# Requirements
Reproduce every entry below line for line, with no changes.

Items listed in a dataset

━━━━

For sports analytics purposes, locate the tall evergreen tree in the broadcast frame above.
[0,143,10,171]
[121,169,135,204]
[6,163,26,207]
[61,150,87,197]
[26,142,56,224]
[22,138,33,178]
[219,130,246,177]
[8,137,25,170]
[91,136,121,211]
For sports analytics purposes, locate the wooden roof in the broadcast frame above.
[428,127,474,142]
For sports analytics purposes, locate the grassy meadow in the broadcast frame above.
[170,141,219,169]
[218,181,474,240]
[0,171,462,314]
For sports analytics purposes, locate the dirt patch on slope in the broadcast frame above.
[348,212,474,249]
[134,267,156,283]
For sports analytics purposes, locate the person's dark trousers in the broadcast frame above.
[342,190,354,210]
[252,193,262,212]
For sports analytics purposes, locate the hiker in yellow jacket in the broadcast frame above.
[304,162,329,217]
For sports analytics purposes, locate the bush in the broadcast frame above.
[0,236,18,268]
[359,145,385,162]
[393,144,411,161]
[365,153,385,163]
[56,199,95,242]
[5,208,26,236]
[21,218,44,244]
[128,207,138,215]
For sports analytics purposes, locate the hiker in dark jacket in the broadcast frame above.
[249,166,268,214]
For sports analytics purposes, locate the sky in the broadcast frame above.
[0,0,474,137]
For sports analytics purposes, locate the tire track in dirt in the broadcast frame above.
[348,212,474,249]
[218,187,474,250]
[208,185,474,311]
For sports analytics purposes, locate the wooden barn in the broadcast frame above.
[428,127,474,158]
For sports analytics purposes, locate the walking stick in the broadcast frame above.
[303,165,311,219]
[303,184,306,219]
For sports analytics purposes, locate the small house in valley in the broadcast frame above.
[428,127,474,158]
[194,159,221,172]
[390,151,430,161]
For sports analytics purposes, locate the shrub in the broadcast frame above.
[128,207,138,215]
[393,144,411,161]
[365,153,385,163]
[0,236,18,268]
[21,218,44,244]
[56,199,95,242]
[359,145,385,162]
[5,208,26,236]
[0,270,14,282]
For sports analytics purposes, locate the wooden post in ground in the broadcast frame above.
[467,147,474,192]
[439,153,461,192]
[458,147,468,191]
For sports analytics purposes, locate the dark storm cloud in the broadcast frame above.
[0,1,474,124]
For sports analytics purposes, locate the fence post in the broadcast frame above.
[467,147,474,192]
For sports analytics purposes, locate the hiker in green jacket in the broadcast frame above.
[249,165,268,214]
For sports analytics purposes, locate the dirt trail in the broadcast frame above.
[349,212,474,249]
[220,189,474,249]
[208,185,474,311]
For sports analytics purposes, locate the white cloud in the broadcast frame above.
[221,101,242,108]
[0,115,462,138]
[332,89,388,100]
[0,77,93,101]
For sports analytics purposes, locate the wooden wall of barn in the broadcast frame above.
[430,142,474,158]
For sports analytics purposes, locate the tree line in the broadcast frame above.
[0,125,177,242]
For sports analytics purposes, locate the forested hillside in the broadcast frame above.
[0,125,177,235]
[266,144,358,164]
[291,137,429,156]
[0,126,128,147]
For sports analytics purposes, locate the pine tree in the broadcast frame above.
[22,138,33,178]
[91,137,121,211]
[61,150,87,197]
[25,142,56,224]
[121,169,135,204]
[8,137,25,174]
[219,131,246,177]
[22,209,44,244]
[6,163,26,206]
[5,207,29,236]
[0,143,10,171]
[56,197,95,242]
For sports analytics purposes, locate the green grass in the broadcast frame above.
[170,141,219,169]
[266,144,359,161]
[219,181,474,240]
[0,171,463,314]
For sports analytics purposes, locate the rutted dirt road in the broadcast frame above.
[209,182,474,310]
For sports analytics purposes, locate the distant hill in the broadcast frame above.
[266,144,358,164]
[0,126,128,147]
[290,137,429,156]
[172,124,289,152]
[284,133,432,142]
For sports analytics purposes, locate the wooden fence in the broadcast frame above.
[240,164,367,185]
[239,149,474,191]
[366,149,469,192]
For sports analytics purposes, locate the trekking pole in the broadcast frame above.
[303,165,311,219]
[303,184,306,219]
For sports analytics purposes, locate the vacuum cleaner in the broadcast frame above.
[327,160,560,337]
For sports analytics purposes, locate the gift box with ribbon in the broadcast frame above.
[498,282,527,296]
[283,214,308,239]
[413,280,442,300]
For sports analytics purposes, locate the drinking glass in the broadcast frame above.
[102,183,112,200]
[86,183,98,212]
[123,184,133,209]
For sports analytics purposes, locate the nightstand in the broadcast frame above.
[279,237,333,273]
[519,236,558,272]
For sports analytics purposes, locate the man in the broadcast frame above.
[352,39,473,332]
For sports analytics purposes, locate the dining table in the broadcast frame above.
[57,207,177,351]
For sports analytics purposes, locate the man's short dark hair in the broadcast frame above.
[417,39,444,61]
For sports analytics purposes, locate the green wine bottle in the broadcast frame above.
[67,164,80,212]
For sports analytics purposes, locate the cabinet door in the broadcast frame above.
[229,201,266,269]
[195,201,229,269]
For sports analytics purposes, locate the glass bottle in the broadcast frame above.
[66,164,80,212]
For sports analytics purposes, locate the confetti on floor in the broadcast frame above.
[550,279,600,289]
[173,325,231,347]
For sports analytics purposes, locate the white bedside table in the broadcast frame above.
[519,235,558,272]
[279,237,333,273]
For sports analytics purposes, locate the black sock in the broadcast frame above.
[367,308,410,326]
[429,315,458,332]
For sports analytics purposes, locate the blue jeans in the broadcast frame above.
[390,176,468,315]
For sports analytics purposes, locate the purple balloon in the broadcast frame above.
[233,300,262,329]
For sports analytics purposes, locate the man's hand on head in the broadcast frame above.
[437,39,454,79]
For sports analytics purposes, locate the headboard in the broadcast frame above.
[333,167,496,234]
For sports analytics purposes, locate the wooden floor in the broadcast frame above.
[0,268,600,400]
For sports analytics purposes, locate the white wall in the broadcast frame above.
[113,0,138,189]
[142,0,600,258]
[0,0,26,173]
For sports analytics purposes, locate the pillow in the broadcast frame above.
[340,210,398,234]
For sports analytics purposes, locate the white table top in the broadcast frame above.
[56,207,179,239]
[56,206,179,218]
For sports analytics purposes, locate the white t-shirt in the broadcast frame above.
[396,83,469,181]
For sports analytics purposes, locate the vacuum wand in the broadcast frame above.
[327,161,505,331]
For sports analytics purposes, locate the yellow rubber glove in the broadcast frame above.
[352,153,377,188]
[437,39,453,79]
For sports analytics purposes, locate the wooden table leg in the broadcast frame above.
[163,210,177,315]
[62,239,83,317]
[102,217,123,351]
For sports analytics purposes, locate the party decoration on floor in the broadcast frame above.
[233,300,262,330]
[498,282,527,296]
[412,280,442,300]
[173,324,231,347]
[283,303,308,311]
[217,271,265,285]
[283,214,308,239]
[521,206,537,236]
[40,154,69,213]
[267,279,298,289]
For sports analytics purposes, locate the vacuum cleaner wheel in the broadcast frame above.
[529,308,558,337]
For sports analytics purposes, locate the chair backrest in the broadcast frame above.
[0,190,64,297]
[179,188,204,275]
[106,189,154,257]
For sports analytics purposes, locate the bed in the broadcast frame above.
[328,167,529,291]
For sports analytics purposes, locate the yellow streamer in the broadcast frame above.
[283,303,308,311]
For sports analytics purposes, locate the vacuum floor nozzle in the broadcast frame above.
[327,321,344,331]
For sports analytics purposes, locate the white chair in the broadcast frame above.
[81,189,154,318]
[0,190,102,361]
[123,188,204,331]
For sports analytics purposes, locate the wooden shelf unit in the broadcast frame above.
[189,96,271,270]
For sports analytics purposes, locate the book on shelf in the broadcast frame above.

━━━━

# Exercise response
For sports analytics purposes, locate the tall evergreen tree in the broadcast frame above.
[0,143,10,171]
[121,169,135,204]
[6,163,26,207]
[61,150,87,197]
[26,142,56,224]
[22,138,33,178]
[219,130,246,177]
[8,137,25,170]
[91,136,121,211]
For sports analytics purposes, locate the wooden roof in the broadcast frame above.
[428,127,474,142]
For sports analytics purposes, locate the grassy meadow in the broadcast frame above.
[170,141,219,169]
[218,181,474,240]
[0,171,462,314]
For sports analytics purposes, locate the dirt patch on slope in the broadcast frame above.
[348,212,474,249]
[134,267,156,283]
For sports analytics purposes, locate the person's dark trousers in the broadcast frame above.
[342,190,354,210]
[252,193,262,212]
For sports analytics purposes, locate the hiker in yellow jacket in the broadcast frame above.
[304,162,329,217]
For sports analytics purposes, locate the bush in the broadcast frame above.
[0,236,18,268]
[359,145,385,162]
[393,144,411,161]
[365,153,385,163]
[56,199,95,242]
[5,208,26,236]
[21,218,44,244]
[128,207,138,215]
For sports analytics purposes, locate the hiker in dark jacket in the broadcast frame above.
[249,166,268,214]
For sports analytics purposes, locate the sky in the broadcast frame above.
[0,0,474,137]
For sports analytics purposes, locate the tire track in dirt in the broadcast frame above.
[348,212,474,249]
[218,187,474,250]
[208,185,474,311]
For sports analytics purposes, locate the wooden barn in the broadcast frame above.
[428,127,474,158]
For sports analytics purposes, locate the walking stick in the broadcast frame above.
[303,165,311,219]
[303,184,306,219]
For sports analytics purposes, locate the small house in valley in the broadcast frame above.
[428,127,474,158]
[194,159,221,172]
[390,151,430,161]
For sports analytics purposes, locate the shrub in the broadcast frame above.
[128,207,138,215]
[393,144,411,161]
[365,153,385,163]
[0,236,18,268]
[21,218,44,244]
[56,199,95,242]
[359,145,385,162]
[5,208,26,236]
[0,270,14,282]
For sports analytics purposes, locate the wooden post in ground in the broadcast frame above.
[467,147,474,192]
[439,153,461,192]
[458,147,468,191]
For sports analytics purposes, locate the dark storm cloud in the broadcast frame above.
[0,1,474,124]
For sports analytics purposes, locate the fence post in the broadcast frame above.
[467,147,474,192]
For sports analytics purposes, locate the hiker in green jacket in the broadcast frame above.
[249,165,268,214]
For sports analytics purposes, locate the dirt trail in the broadcast frame above.
[349,212,474,249]
[220,189,474,249]
[208,185,474,311]
For sports analytics purposes, locate the white cloud in the broadcast frame above.
[221,101,242,108]
[0,115,462,138]
[332,89,388,100]
[0,77,93,101]
For sports analytics purposes, locate the wooden wall of barn in the broadcast frame above.
[430,142,474,158]
For sports analytics purposes, locate the tree line in the broadcast frame above.
[0,125,177,242]
For sports analytics purposes, locate the forested hillside in the broadcast frame above.
[0,125,177,235]
[266,144,358,164]
[291,137,429,156]
[0,126,128,147]
For sports analytics purposes, locate the pine tree in the broadcast frame above.
[22,138,33,178]
[91,137,121,211]
[61,150,87,197]
[25,142,56,224]
[121,169,135,204]
[8,137,25,174]
[219,131,246,177]
[22,209,44,244]
[6,163,26,206]
[5,207,29,236]
[0,143,10,171]
[56,197,95,242]
For sports analytics purposes, locate the green grass in the broadcast frame above.
[170,141,219,169]
[266,144,359,161]
[219,181,474,240]
[0,171,463,314]
For sports analytics purposes, locate the rutted dirt road in the broadcast frame above.
[209,182,474,310]
For sports analytics purposes, locate the distant hill in the broadcast frame above.
[266,144,358,164]
[0,126,128,147]
[290,137,429,156]
[172,124,289,152]
[284,133,432,142]
For sports analytics purposes, locate the wooden fence in the broadcast frame above.
[240,164,367,185]
[239,149,474,191]
[366,149,469,192]
For sports analytics purposes, locate the trekking pole in the broadcast frame above.
[303,165,311,219]
[303,184,306,219]
For sports analytics purposes, locate the vacuum cleaner in the broadcast frame above.
[327,160,560,337]
For sports analytics purposes, locate the gift box with ribbon in the broadcast frame above.
[498,282,527,296]
[283,214,308,239]
[413,280,442,300]
For sports analytics purposes, locate the drinking glass in the broadcast frame above.
[102,183,112,200]
[86,183,98,212]
[123,184,133,209]
For sports analytics purposes, locate the nightstand in the broadcast frame above.
[279,237,333,273]
[519,236,558,272]
For sports analytics purposes, locate the man in the broadcast frame above.
[352,39,473,332]
For sports analytics purposes, locate the dining table in the broadcast frame above.
[57,207,177,351]
For sports analytics purposes, locate the man's short dark hair in the broadcast frame above.
[417,39,444,61]
For sports analytics purposes, locate the green wine bottle in the broadcast frame above.
[67,164,80,212]
For sports analytics purposes, locate the cabinet door in the broadcast frame above.
[229,201,266,269]
[195,201,229,269]
For sports analytics purposes, locate the glass bottle in the broadcast frame above.
[66,164,80,212]
For sports analytics purposes, locate the confetti on floor in the broadcast frame above.
[550,279,600,289]
[173,325,231,347]
For sports analytics purposes, locate the white bedside table in the broadcast frame above.
[519,235,558,272]
[279,237,333,273]
For sports analytics purposes, locate the black sock in the broadcast frame above.
[367,308,410,326]
[429,315,458,332]
For sports analytics purposes, locate the blue jeans in the broadcast frame above.
[390,176,468,315]
For sports analytics purposes, locate the purple balloon in the broadcast frame above.
[233,300,262,329]
For sports analytics purposes, locate the man's hand on head in the broadcast frame above.
[437,39,454,79]
For sports analytics purposes, locate the headboard in the broadcast frame above.
[333,167,496,234]
For sports analytics purposes, locate the wooden floor in the broadcast frame above.
[0,268,600,400]
For sports analytics purposes, locate the white wall in the broadcast frame above.
[113,0,138,189]
[142,0,600,258]
[0,0,26,173]
For sports analytics purposes, locate the pillow in the broadcast frame above.
[340,210,398,234]
For sports analytics purposes, locate the white table top in the broadcast frame above.
[56,207,179,239]
[56,206,179,218]
For sports analytics purposes, locate the white t-shirt in the broadcast frame above.
[396,83,469,181]
For sports analytics purposes, locate the vacuum wand in the broadcast frame above.
[327,161,505,331]
For sports analytics purposes, locate the yellow rubber glove in the broadcast frame above.
[352,153,377,188]
[437,39,453,79]
For sports analytics purposes, locate the wooden table leg in the broadcast frame above.
[163,210,177,315]
[62,239,83,317]
[102,217,123,351]
For sports analytics purposes, locate the party decoration on floor in the broadcast frame above.
[233,300,262,330]
[498,282,527,296]
[412,280,442,300]
[173,324,231,347]
[283,303,308,311]
[217,271,265,285]
[283,214,308,239]
[521,206,537,236]
[40,154,69,213]
[267,279,298,289]
For sports analytics purposes, locate the vacuum cleaner wheel in the broadcast frame above.
[529,308,558,337]
For sports analytics purposes, locate the chair backrest in the broadcast frame above.
[0,190,64,297]
[179,188,204,275]
[106,189,154,257]
For sports analytics purposes, locate the bed in the broadcast frame above.
[328,167,529,291]
For sports analytics purposes, locate the yellow streamer in the broadcast frame above.
[283,303,308,311]
For sports analytics purposes, locate the vacuum floor nozzle in the broadcast frame above.
[327,321,344,331]
For sports analytics purposes, locate the white chair in the broadcast frame above.
[81,189,154,318]
[0,190,102,361]
[123,188,204,331]
For sports analytics purposes, locate the wooden shelf unit in the broadcast frame above.
[189,96,271,270]
For sports analytics purposes, locate the book on shelf in the broadcast frame above.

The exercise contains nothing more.